[Records from a data collection]
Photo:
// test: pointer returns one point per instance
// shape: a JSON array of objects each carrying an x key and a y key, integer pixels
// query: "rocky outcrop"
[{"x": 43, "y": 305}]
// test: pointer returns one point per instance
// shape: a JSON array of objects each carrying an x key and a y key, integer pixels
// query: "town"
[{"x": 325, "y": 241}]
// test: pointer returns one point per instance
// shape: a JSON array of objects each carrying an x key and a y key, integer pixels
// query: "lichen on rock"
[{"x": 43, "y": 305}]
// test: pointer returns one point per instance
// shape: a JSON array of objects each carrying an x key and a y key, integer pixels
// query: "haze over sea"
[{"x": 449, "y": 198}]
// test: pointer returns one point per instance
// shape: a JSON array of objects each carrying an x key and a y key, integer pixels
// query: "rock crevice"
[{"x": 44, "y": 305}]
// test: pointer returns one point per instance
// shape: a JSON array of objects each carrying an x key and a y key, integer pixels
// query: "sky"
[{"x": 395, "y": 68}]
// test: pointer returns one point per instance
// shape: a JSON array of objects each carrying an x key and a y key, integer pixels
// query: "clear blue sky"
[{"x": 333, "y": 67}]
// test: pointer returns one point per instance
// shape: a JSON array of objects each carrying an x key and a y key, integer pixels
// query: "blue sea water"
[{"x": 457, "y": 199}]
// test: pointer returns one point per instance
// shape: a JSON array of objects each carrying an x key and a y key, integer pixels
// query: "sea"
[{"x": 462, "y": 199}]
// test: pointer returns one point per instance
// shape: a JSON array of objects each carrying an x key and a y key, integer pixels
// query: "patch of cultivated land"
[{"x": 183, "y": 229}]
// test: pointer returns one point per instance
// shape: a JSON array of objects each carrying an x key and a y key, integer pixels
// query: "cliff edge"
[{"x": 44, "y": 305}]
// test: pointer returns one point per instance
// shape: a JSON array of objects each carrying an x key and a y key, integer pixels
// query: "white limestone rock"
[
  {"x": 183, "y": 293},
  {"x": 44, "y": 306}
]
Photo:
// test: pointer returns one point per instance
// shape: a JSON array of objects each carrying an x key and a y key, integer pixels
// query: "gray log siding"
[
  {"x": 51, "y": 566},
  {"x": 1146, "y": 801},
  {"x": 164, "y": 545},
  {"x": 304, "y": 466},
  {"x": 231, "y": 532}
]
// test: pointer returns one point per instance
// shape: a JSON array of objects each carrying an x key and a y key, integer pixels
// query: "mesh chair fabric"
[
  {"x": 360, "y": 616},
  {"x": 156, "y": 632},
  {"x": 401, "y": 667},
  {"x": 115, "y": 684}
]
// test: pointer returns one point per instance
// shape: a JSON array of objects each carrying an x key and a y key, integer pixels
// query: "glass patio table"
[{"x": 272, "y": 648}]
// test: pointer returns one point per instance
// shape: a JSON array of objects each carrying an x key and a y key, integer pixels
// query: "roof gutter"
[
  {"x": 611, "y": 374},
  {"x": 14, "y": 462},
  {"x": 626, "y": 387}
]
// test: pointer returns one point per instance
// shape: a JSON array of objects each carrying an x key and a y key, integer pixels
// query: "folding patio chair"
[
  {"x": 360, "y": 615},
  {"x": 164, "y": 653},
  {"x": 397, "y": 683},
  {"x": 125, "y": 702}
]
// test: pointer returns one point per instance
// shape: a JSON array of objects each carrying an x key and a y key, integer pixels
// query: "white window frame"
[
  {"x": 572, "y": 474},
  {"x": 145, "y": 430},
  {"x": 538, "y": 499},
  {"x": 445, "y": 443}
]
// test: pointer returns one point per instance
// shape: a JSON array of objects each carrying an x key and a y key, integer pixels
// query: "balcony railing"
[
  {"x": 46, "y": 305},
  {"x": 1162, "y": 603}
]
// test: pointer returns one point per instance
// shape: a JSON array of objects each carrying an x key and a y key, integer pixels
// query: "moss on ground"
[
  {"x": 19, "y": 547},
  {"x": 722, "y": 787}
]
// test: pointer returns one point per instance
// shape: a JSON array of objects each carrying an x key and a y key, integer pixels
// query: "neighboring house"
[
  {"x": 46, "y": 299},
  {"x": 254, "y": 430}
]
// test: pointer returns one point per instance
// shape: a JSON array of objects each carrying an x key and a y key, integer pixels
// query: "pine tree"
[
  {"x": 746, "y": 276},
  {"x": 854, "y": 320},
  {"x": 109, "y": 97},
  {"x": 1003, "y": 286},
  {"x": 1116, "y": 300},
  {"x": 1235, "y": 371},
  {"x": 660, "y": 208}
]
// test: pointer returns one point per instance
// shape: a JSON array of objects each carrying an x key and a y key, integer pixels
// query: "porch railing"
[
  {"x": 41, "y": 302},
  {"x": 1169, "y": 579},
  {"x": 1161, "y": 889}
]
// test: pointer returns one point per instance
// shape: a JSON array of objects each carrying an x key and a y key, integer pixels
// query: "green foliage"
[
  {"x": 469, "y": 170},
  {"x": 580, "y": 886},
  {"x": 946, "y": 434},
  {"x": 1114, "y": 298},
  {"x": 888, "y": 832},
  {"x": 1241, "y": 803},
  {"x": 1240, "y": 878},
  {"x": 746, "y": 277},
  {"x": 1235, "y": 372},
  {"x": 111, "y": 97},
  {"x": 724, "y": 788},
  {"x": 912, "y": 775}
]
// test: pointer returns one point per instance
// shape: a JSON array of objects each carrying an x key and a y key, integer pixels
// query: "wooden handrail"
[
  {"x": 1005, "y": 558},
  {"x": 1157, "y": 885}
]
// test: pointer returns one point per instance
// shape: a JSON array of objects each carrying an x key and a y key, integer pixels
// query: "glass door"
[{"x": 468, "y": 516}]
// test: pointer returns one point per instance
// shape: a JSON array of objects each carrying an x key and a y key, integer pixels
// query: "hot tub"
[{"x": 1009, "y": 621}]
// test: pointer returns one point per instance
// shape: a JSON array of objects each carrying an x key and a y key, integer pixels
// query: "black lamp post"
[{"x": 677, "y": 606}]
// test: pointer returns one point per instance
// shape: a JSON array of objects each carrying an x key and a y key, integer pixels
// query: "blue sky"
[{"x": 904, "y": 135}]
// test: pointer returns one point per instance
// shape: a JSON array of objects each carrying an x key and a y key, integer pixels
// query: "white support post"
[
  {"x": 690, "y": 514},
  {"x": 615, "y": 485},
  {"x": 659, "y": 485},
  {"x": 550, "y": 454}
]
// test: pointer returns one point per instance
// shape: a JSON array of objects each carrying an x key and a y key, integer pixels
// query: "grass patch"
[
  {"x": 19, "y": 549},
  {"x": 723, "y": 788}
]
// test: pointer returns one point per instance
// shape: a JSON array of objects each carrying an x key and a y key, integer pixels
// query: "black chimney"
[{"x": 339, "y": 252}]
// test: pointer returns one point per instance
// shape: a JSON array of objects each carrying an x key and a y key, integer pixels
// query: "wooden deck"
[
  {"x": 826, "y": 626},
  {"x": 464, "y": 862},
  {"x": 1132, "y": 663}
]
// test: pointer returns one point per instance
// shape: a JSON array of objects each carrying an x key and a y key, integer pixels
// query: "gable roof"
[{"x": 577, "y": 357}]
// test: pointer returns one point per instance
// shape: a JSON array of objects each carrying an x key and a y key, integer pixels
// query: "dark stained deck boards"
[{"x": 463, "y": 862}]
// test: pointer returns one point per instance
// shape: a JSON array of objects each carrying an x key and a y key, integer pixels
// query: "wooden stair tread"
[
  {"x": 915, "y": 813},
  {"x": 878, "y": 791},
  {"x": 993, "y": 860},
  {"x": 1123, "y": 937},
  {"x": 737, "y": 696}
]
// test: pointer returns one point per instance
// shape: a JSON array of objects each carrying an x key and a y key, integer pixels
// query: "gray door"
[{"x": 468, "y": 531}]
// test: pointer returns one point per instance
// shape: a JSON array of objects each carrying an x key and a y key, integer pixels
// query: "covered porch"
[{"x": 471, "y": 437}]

[Work required]
Which lines of the material contain the string "deck", with case counting? Report each of those lines in full.

[Finished answer]
// query: "wooden deck"
// query: "dark stained deck boards"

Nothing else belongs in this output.